- **Written exercise**
Reproduce each of the following records verbatim, without altering any word.

- **Listed entries**

○ ○ ○ ○

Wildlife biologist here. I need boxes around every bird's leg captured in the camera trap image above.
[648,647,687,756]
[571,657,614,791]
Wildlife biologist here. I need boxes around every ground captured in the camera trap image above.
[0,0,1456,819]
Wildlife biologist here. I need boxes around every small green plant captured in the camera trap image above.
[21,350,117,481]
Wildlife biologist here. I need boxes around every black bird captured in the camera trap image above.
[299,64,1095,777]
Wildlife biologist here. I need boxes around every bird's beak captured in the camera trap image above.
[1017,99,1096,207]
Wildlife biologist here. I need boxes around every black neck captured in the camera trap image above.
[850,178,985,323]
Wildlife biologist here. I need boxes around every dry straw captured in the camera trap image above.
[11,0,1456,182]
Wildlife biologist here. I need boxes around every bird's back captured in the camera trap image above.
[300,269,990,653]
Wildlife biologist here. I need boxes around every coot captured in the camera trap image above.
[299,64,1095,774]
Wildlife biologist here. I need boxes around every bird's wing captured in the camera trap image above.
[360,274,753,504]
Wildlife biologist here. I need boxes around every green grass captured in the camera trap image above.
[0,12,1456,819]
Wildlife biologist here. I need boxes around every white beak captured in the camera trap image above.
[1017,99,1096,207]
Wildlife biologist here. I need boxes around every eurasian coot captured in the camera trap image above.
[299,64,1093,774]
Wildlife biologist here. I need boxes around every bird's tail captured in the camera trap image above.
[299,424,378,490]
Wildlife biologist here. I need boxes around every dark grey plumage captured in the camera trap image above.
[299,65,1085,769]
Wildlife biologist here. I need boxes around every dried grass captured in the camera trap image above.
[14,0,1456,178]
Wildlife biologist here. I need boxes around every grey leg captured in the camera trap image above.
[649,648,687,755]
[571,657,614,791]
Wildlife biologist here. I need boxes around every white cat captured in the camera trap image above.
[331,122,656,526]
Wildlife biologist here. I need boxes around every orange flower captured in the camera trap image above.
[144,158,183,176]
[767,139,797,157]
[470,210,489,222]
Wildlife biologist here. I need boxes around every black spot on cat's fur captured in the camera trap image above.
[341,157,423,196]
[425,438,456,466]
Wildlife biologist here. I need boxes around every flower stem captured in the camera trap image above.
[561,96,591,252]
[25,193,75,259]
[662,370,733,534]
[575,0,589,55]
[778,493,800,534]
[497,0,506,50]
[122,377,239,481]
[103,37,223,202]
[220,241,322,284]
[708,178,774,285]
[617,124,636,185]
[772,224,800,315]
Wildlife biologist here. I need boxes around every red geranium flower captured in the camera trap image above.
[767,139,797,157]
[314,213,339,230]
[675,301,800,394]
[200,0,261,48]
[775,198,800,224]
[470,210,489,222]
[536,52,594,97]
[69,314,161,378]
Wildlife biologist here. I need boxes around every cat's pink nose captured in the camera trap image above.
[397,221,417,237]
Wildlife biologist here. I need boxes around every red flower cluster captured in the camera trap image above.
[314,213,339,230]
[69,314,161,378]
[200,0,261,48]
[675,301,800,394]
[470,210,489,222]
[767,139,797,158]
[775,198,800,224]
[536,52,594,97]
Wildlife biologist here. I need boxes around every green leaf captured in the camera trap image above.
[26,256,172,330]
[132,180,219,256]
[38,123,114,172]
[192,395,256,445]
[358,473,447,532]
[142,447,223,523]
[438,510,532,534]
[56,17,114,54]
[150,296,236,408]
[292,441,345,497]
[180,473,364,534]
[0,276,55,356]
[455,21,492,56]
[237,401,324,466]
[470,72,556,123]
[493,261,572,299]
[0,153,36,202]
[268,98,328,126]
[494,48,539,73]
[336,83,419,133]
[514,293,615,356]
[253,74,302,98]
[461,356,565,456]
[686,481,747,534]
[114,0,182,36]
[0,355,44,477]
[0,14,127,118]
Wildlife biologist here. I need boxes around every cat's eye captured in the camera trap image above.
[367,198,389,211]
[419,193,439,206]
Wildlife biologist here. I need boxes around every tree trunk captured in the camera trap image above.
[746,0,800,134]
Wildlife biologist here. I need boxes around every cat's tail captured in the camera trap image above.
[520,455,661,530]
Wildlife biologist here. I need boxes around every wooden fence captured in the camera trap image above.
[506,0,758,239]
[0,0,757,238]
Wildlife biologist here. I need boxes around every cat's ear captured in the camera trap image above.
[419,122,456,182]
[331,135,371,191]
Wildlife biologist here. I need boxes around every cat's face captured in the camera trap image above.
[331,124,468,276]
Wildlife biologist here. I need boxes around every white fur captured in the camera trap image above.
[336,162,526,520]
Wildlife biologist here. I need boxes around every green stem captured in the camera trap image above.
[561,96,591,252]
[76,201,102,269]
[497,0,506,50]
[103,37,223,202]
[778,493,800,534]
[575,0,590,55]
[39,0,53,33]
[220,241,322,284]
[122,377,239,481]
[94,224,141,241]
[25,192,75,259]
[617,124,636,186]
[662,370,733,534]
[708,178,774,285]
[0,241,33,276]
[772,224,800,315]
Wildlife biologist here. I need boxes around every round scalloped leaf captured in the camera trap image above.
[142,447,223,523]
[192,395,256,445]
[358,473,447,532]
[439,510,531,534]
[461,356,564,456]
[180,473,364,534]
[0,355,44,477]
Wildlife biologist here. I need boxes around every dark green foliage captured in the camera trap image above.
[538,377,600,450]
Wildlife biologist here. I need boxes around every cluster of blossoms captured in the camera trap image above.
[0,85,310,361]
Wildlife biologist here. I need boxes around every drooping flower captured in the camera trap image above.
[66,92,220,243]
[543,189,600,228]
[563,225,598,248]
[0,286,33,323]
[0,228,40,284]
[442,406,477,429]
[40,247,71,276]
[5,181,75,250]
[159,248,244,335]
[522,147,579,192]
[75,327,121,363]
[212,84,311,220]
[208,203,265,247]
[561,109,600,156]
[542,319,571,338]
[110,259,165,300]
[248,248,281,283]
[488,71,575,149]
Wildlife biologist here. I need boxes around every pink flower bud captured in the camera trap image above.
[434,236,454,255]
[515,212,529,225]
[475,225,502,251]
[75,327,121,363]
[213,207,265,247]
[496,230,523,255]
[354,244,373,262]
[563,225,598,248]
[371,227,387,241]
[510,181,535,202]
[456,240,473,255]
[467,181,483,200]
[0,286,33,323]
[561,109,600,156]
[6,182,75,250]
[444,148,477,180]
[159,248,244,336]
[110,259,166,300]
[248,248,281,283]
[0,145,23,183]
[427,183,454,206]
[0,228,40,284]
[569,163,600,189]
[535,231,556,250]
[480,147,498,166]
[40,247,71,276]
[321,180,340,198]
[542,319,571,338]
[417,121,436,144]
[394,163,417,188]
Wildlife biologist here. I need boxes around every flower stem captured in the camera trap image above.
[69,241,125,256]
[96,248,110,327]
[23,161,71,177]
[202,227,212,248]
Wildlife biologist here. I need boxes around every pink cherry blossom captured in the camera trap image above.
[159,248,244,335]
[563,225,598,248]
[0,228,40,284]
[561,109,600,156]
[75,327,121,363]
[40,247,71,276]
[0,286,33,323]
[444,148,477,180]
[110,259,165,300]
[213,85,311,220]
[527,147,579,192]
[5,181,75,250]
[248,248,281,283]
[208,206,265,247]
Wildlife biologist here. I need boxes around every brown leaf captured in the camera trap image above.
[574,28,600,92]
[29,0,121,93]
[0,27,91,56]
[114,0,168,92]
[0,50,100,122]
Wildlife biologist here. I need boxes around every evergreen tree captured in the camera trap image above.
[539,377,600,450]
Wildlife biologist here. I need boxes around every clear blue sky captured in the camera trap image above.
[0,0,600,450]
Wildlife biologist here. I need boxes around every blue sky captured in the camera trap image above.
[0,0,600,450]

○ ○ ○ ○

- **Result**
Wildlife biologist here. I need boxes around every bird's leg captured in the camera trap image above.
[648,647,687,756]
[571,657,614,791]
Wildlife biologist here. I need boxes around every ground captured in the camera trap image above.
[0,0,1456,819]
Wildlife biologist here. I need boxes around every small green plant captured in the camera trap image above.
[21,350,117,481]
Wildlife biologist here. I need boxes around every black bird captured in the camera trap image above.
[299,64,1095,777]
Wildlife biologist here. I need boxes around every bird's beak captured in the camera trap image above.
[1017,99,1096,207]
Wildlife biologist here. I need boxes around every black neck captured in the camera trap image above.
[850,178,985,323]
Wildlife biologist here. I need boxes around every dry straw captured in the camera trap image above.
[11,0,1456,182]
Wildlife biologist here. I need boxes around every bird's back captured in the camera trap image above.
[300,269,990,653]
Wildlife biologist here. I need boxes around every coot captured in the camera trap image above.
[299,64,1095,774]
Wildlife biologist here. I need boxes around every bird's wing captured in the camera trap image above.
[360,274,753,504]
Wildlife biologist here. I need boxes around every green grass captured in the camera trap image above.
[0,12,1456,819]
Wildlife biologist here. I need boxes around every white beak captured in the camera trap image above.
[1017,99,1096,207]
Wildlife biologist here. I need boxes around every eurasian coot captured in the camera trap image above.
[299,64,1093,774]
Wildlife biologist here. I need boxes around every bird's tail captured in the camera trap image above.
[299,424,378,490]
Wildlife biologist here. I need boxes around every dark grey plumage captured in the camera trap image above.
[299,65,1085,769]
Wildlife biologist here. I need boxes around every dried grass captured in the camera trap image above.
[14,0,1456,178]
Wildlife biologist here. I need boxes around every grey leg captured in the camera trap image above.
[649,648,687,755]
[571,657,614,791]
Wildlife biologist here. I need boxes around every white cat captured in the camera trap image above.
[331,122,656,526]
Wildlife biologist here. I need boxes around every orange flower captured in the camera trap image above.
[144,158,183,176]
[767,139,797,157]
[470,210,489,222]
Wildlife biologist here. I need boxes around every black spot on cat's fur captured in the camera trap image above.
[341,157,423,196]
[425,438,456,466]
Wildlife biologist here. I need boxes around every flower stem captured in the camera trap image above.
[561,96,591,252]
[25,193,75,259]
[662,370,733,534]
[575,0,589,55]
[778,493,800,534]
[497,0,506,50]
[122,377,239,481]
[103,37,223,202]
[220,241,322,284]
[708,178,774,285]
[617,124,636,185]
[772,224,800,315]
Wildlife biologist here. I need boxes around every red geranium flower captured in the camera trap image above.
[767,139,797,157]
[314,213,339,230]
[675,301,800,394]
[200,0,261,48]
[775,198,800,224]
[470,210,489,222]
[536,52,594,97]
[69,314,161,378]
Wildlife biologist here. I need boxes around every cat's pink nose captured in the camera trap image above.
[397,221,417,237]
Wildlife biologist here. I need boxes around every red flower cluster captured in the camera trap image above.
[314,213,339,230]
[69,314,161,378]
[200,0,261,48]
[675,301,800,394]
[470,210,489,222]
[767,139,797,158]
[775,198,800,224]
[536,52,594,97]
Wildlife biologist here. I need boxes around every green leaf captured in the camera trap image above.
[26,256,172,330]
[132,180,219,256]
[38,123,114,172]
[192,395,256,445]
[358,473,447,532]
[142,447,223,523]
[438,510,532,534]
[56,17,114,54]
[150,296,236,408]
[292,441,345,497]
[180,473,364,534]
[0,276,55,356]
[455,21,492,56]
[237,401,324,466]
[470,72,556,123]
[493,261,572,299]
[0,153,36,202]
[268,98,328,126]
[494,48,539,73]
[336,83,419,133]
[514,293,615,356]
[253,74,302,98]
[461,356,565,456]
[686,481,747,534]
[114,0,182,36]
[0,355,44,477]
[0,14,127,118]
Wildlife biologist here. I need boxes around every cat's eye captured in the camera trap image above.
[367,198,389,211]
[419,193,439,206]
Wildlife biologist here. I need boxes around every tree trunk captured in the camera trap image above.
[746,0,800,134]
Wildlife biologist here. I need boxes around every cat's tail captured in the camera trap image above.
[520,455,661,530]
Wildlife biologist here. I need boxes around every wooden fence captured in the camera trap image above.
[506,0,758,239]
[0,0,757,238]
Wildlife biologist here. I need boxes around every cat's ear captured in the camera trap image above.
[419,122,456,182]
[331,135,371,191]
Wildlife biologist here. I need boxes around every cat's face captured in the camera trap image above.
[331,124,468,276]
Wildlife biologist here. I need boxes around every white fur captured in the camera trap image above.
[336,162,526,520]
Wildlife biologist here. I need boxes around every green stem captured in the camera trap image above.
[561,96,591,252]
[76,201,102,269]
[497,0,506,50]
[103,37,223,202]
[778,493,800,534]
[575,0,590,55]
[39,0,53,33]
[220,241,322,284]
[122,377,239,481]
[94,224,141,241]
[25,192,75,259]
[617,124,636,186]
[662,370,733,534]
[708,178,774,285]
[0,241,33,276]
[772,224,800,315]
Wildlife biologist here. I need boxes around every round scalloped leaf captured in the camera trap image above.
[142,447,223,523]
[192,395,256,445]
[358,473,447,532]
[439,510,531,534]
[461,356,564,456]
[180,473,364,534]
[0,355,44,477]
Wildlife biologist here. I need boxes around every dark green foliage captured in the camera trap image above.
[538,377,600,450]
Wildlife biologist here. I need boxes around every cluster of blossoms captured in the camera trap image above.
[0,85,310,361]
Wildlife biologist here. I need boxes around every drooping flower captured in the camera trap image above.
[66,92,220,243]
[543,189,600,228]
[563,225,598,248]
[0,286,33,323]
[0,228,40,284]
[442,406,477,429]
[40,247,71,276]
[5,181,75,250]
[159,248,244,335]
[522,147,579,192]
[75,327,121,363]
[212,84,311,220]
[208,203,265,247]
[561,109,600,156]
[542,319,571,338]
[110,259,165,300]
[248,248,281,283]
[488,71,575,149]
Wildlife biologist here. I need boxes around every pink flower bud captured in the camera trap image above.
[434,236,454,255]
[515,212,529,225]
[475,225,502,251]
[75,327,121,363]
[213,207,265,247]
[496,230,523,255]
[354,244,373,262]
[563,225,598,248]
[371,227,387,241]
[510,181,535,202]
[456,240,473,255]
[467,181,483,200]
[0,286,33,323]
[561,109,600,156]
[6,182,75,250]
[444,148,477,180]
[159,248,244,336]
[110,259,166,300]
[248,248,281,283]
[0,145,23,183]
[427,183,454,206]
[0,228,40,284]
[569,163,600,189]
[535,231,556,250]
[480,147,498,166]
[40,247,71,276]
[321,180,340,198]
[542,319,571,338]
[417,121,436,144]
[394,163,417,188]
Wildlife biologist here. I need boxes around every flower stem captured in the camera trap image above.
[69,241,125,256]
[96,248,110,327]
[23,161,71,177]
[202,227,212,248]
Wildlife biologist here. I need boxes around every pink cherry blossom captured in the camera trap image above.
[159,248,244,335]
[563,225,598,248]
[0,228,40,284]
[561,109,600,156]
[75,327,121,363]
[40,247,71,276]
[0,286,33,323]
[444,148,477,180]
[110,259,165,300]
[213,85,311,220]
[527,147,579,192]
[5,181,75,250]
[248,248,281,283]
[208,206,265,247]
Wildlife biologist here. I need boxes around every brown leaf captured in the camera trap image above.
[574,28,600,92]
[29,0,121,93]
[0,27,91,56]
[114,0,168,92]
[0,50,100,122]
Wildlife biologist here. I need boxes around every evergreen tree captured in the camera trap image above.
[539,377,600,450]
Wildlife biologist here. I need boxes around every clear blue sky captured in the camera trap image above.
[0,0,600,450]
Wildlife biologist here. I need boxes around every blue sky captured in the camera trap image above.
[0,0,600,450]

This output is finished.